### [Task instructions]
Copy out every record below with complete accuracy.

### [Supplied data]
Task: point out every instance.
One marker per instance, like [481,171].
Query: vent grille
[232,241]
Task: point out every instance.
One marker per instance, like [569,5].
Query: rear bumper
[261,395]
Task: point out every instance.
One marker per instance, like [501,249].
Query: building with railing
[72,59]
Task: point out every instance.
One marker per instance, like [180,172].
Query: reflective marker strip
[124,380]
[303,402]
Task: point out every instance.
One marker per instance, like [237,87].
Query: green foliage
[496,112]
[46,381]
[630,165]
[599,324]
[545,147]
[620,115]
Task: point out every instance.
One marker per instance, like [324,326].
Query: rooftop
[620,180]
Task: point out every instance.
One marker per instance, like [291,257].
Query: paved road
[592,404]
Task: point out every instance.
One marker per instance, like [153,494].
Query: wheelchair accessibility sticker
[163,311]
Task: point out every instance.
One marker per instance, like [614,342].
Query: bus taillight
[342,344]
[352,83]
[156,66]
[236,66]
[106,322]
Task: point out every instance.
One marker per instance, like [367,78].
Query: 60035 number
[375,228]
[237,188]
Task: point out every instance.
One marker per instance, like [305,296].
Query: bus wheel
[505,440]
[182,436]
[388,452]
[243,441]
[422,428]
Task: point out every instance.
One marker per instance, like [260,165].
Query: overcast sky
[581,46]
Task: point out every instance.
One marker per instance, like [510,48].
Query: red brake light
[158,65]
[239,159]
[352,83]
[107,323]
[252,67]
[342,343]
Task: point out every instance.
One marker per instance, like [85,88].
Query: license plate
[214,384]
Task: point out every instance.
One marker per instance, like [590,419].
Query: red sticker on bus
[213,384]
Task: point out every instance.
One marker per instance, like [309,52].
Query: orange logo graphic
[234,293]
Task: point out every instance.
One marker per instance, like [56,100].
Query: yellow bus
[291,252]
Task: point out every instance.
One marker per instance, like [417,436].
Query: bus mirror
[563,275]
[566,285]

### [Solution for this task]
Task: point out every instance.
One marker per instance, like [481,171].
Query: vent grille
[232,241]
Task: point out every instance.
One marker per instance, like [569,5].
Query: rear bumper
[261,395]
Task: point out every instance.
One marker per instance, like [501,249].
Query: building with railing
[72,59]
Task: point out every instance.
One marker per instance, like [180,172].
Query: reflective marker strip
[124,380]
[303,402]
Task: point out every instance.
One marker per instance, like [237,87].
Query: green foliage
[496,112]
[46,381]
[630,165]
[599,324]
[545,147]
[620,115]
Task: point out every instance.
One marker per instance, like [324,326].
Query: rooftop
[620,180]
Task: point out every instance.
One marker per instance, like [291,257].
Query: paved road
[592,404]
Task: point out every instance.
One marker per instance, like [153,494].
Query: wheelchair accessibility sticker
[163,311]
Task: point out every instance.
One marker per instance, like [614,342].
Query: bus taillight
[342,344]
[352,83]
[156,66]
[236,66]
[106,322]
Task: point out every instance.
One marker per instance, like [367,78].
Query: 60035 number
[375,228]
[237,188]
Task: point out every instance.
One marker per instance, like [305,296].
Query: bus wheel
[505,440]
[182,436]
[388,452]
[243,441]
[422,428]
Task: point out every instance.
One marker per instance, like [260,165].
Query: overcast sky
[581,46]
Task: point out every instance.
One marker per instance, like [510,48].
Query: red brake light
[158,65]
[239,159]
[352,83]
[107,323]
[252,67]
[342,343]
Task: point out every instance.
One marker per instance, like [85,88].
Query: license plate
[214,384]
Task: point out every instance.
One marker per instance, like [590,419].
Query: red sticker on bus
[213,384]
Task: point out every instance.
One marker per instance, like [309,52].
Query: orange logo graphic
[234,293]
Task: point out every instance.
One marker per instance, like [56,100].
Query: yellow bus
[291,252]
Task: point out every instance.
One marker per instance, like [417,436].
Query: bus mirror
[563,275]
[566,285]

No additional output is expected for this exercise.